(Stored data entries)
#####

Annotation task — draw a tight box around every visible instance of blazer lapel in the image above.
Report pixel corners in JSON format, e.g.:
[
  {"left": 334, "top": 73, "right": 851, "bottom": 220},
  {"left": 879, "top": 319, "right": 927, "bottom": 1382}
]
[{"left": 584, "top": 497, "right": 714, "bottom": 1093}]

#####

Every entry, from first to last, is to be reproduced exactly.

Annotation task — draw a tight box around every visible instance of blazer lapel in the image above.
Report pixel corners in JSON format, e.g.:
[
  {"left": 334, "top": 73, "right": 851, "bottom": 220},
  {"left": 879, "top": 319, "right": 927, "bottom": 1382}
]
[{"left": 584, "top": 497, "right": 714, "bottom": 1093}]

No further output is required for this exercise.